━━ RECORDS TO USE ━━

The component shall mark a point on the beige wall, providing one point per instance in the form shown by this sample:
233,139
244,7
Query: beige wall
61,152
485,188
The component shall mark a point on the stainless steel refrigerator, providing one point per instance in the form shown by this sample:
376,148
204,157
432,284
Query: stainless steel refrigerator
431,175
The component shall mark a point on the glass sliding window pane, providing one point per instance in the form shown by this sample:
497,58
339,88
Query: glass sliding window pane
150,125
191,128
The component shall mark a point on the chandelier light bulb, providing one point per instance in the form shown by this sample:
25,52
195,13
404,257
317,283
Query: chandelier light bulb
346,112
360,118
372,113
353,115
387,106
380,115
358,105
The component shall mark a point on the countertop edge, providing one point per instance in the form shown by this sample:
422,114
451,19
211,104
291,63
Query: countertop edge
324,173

━━━
━━ RECORDS TO USE ━━

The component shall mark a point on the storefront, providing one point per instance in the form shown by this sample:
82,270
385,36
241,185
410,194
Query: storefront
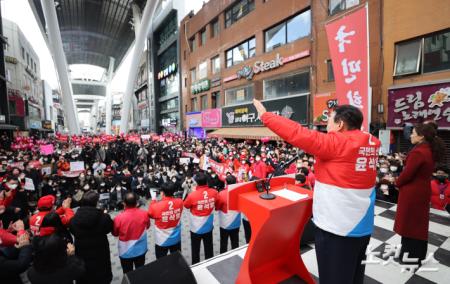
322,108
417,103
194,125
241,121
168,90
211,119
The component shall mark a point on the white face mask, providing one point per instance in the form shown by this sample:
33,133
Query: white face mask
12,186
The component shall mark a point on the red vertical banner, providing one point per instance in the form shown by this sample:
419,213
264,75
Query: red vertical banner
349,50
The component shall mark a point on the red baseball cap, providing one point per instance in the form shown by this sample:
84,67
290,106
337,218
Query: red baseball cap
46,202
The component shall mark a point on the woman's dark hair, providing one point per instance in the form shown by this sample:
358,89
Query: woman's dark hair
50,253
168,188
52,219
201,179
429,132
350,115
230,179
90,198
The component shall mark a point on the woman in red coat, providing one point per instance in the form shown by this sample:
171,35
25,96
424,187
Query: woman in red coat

━━━
━━ RECORDS TO USE ━━

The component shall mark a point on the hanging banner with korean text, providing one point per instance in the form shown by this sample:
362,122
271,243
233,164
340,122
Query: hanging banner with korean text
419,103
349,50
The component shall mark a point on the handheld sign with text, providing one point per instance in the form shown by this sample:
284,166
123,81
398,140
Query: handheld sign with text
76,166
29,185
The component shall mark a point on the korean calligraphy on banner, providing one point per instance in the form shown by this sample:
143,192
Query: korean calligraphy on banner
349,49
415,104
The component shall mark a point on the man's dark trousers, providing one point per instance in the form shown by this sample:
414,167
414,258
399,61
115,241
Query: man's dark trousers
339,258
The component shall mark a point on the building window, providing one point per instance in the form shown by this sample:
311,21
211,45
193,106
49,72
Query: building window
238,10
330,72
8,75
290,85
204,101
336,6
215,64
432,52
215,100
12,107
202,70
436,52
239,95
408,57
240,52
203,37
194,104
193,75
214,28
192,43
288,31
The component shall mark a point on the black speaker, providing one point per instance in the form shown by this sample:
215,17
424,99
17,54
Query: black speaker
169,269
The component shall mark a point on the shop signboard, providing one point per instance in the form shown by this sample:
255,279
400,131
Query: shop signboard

━━━

Please copy the lines above, from the line containing "The component shall mark a point on the woman's" through the line containing "Query: woman in red coat", keeping both end lines.

The component shall mark a point on the woman's dark hair, providing one point per instance in the form shown by this sample:
358,89
Query: woman's dark hair
50,253
168,188
52,219
201,179
429,132
350,115
230,179
90,198
The component shall mark a point on the woman in red coat, providing one point per instance in the form shown by this sample:
171,35
25,96
424,187
Query: woman in red coat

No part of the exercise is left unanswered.